Problem to solve = Reproduce the material below with every "instance" replaced by "occurrence" and nothing else altered. Leave the pictures out of your answer.

Data in this exercise =
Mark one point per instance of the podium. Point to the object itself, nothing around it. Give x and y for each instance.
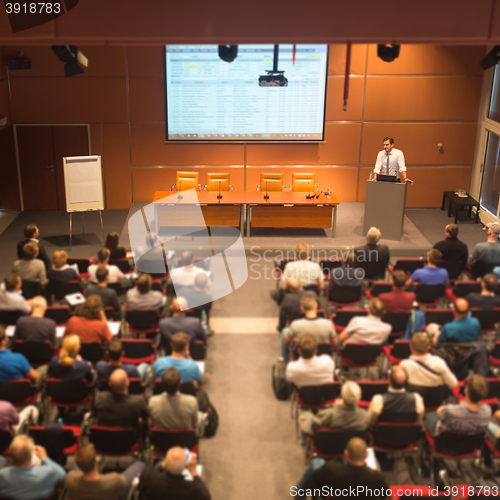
(385, 208)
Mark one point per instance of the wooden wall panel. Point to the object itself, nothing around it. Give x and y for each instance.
(149, 149)
(422, 98)
(69, 100)
(117, 165)
(419, 141)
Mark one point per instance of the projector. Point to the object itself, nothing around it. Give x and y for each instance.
(273, 79)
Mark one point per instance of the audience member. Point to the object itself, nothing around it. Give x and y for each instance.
(13, 364)
(430, 274)
(372, 251)
(320, 328)
(426, 369)
(32, 233)
(115, 252)
(11, 298)
(339, 476)
(142, 298)
(396, 405)
(451, 248)
(29, 268)
(60, 271)
(486, 299)
(88, 484)
(90, 324)
(180, 359)
(170, 482)
(173, 410)
(307, 272)
(108, 296)
(114, 354)
(118, 408)
(488, 252)
(32, 475)
(115, 275)
(69, 365)
(36, 328)
(345, 414)
(463, 328)
(310, 369)
(179, 322)
(369, 329)
(398, 300)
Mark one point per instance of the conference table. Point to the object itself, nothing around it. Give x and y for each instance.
(280, 210)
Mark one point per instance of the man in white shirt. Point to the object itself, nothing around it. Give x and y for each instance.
(424, 368)
(310, 369)
(391, 161)
(114, 276)
(369, 329)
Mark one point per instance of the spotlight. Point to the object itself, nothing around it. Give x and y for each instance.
(70, 56)
(228, 53)
(388, 52)
(491, 59)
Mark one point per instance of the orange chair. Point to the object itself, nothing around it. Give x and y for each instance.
(274, 182)
(186, 180)
(303, 183)
(214, 180)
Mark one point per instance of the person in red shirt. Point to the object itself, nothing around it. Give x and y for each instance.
(398, 300)
(90, 324)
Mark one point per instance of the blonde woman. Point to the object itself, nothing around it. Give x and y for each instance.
(69, 364)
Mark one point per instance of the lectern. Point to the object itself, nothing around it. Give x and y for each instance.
(385, 208)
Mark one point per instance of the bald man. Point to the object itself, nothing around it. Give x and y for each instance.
(118, 408)
(396, 405)
(170, 483)
(179, 322)
(336, 475)
(463, 328)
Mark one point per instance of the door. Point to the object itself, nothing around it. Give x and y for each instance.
(41, 149)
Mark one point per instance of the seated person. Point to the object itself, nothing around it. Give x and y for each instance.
(180, 359)
(179, 322)
(32, 233)
(91, 323)
(13, 364)
(486, 299)
(170, 482)
(115, 251)
(431, 274)
(32, 475)
(451, 248)
(36, 328)
(142, 298)
(114, 354)
(310, 369)
(398, 300)
(30, 268)
(173, 410)
(426, 369)
(11, 298)
(468, 417)
(60, 271)
(108, 296)
(69, 365)
(396, 405)
(87, 483)
(347, 275)
(345, 414)
(369, 329)
(321, 328)
(462, 329)
(115, 275)
(118, 408)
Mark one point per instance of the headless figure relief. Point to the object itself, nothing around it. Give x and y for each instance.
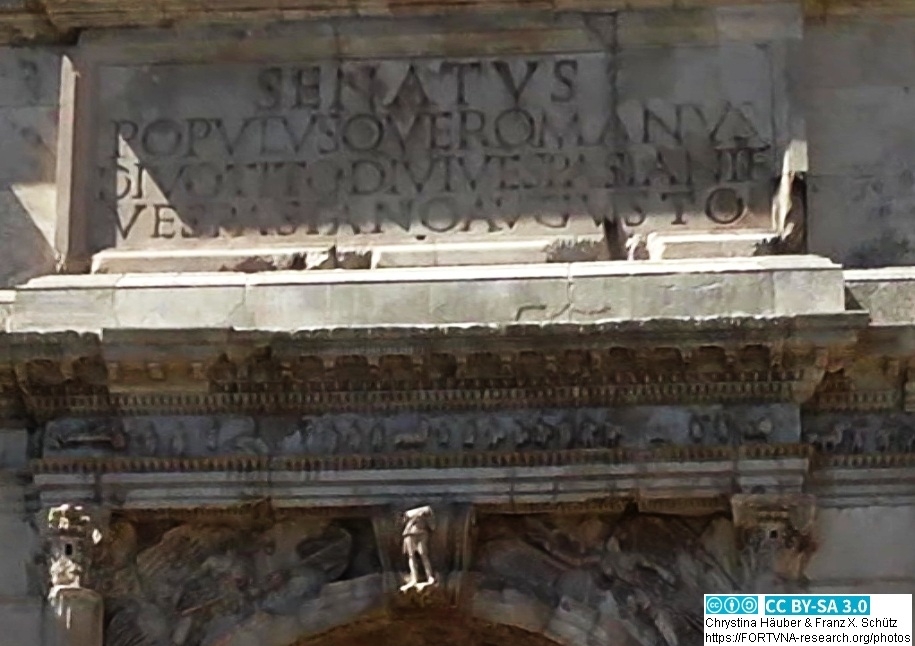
(418, 526)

Response to this task =
Mark one point per occurrence of the podium. Point to the object itself, nothing around it. Give x and y for each occurrence.
(385, 208)
Mark one point per occurrence of the wooden wall panel. Point to the object itself, nothing around it. Give x and y for each occurrence.
(149, 149)
(422, 98)
(69, 100)
(117, 165)
(419, 141)
Mark one point per occurrence of the projector. Point to the object itself, nothing around it. Give x and y for each occurrence.
(273, 79)
Mark one point per occurrence of the audience member. Point to the object itself, nothing around it. Give x and y for each occurrence.
(13, 364)
(430, 274)
(372, 251)
(320, 328)
(426, 369)
(32, 233)
(115, 252)
(11, 298)
(339, 476)
(142, 298)
(396, 405)
(451, 248)
(29, 268)
(60, 271)
(486, 299)
(88, 484)
(90, 324)
(180, 359)
(170, 482)
(173, 410)
(307, 272)
(108, 296)
(114, 354)
(118, 408)
(488, 252)
(32, 475)
(115, 275)
(69, 365)
(36, 328)
(345, 414)
(463, 328)
(310, 369)
(179, 322)
(369, 329)
(398, 300)
Mark one point per occurrence of the conference table. Point to the object itself, nothing around it. Give x and y for each occurrence.
(280, 210)
Mark one point per occurrence of the man in white shirt. Point to the object itself, nothing around it. Give x and y for each occurrence.
(424, 368)
(310, 369)
(391, 161)
(114, 276)
(369, 329)
Mark one point per occurrence of the spotlight. Point to the object itself, nothing around it. Give x and y for each occurrence.
(70, 56)
(228, 53)
(388, 52)
(491, 59)
Mark one point per occurrence of the orange chair. Point to the object itself, nothing around it. Give x and y for each occurrence.
(274, 182)
(186, 180)
(303, 183)
(214, 180)
Mark one point per occurrence of the person in red shirt. Point to the object itself, nothing around it. Give x and y for each occurrence.
(398, 300)
(90, 324)
Mark one point per occurrence of the blonde woman. Point to the object itself, nothing around it. Give x and y for each occurrence.
(69, 364)
Mark one point per occurrence of the lectern. Point to the object itself, nothing around it. Give x and y for each occurrence.
(385, 208)
Mark one point per occurrence of the bald man. Point to the object itself, nothing around it. Give x and y for each occurrence.
(118, 408)
(396, 405)
(170, 483)
(179, 322)
(336, 475)
(463, 328)
Mark one point per occurrence of the door. Point to the object itself, nothing around it. Give x and y for each occurrence.
(41, 149)
Mark one point per occurrence of the seated person. Point to the object itself, nothing around it. Give x and y for each occurrence.
(180, 359)
(179, 322)
(32, 233)
(91, 323)
(13, 364)
(486, 299)
(170, 482)
(115, 251)
(431, 274)
(32, 475)
(451, 248)
(36, 328)
(142, 298)
(114, 354)
(310, 369)
(398, 300)
(30, 268)
(173, 410)
(426, 369)
(11, 298)
(468, 417)
(60, 271)
(108, 296)
(69, 365)
(396, 405)
(87, 483)
(347, 275)
(345, 414)
(369, 329)
(321, 328)
(462, 329)
(115, 275)
(118, 408)
Mark one point per occurrence of the headless figure relief. Point to the object itself, nothing around it. Give x and y for each occurrence.
(418, 526)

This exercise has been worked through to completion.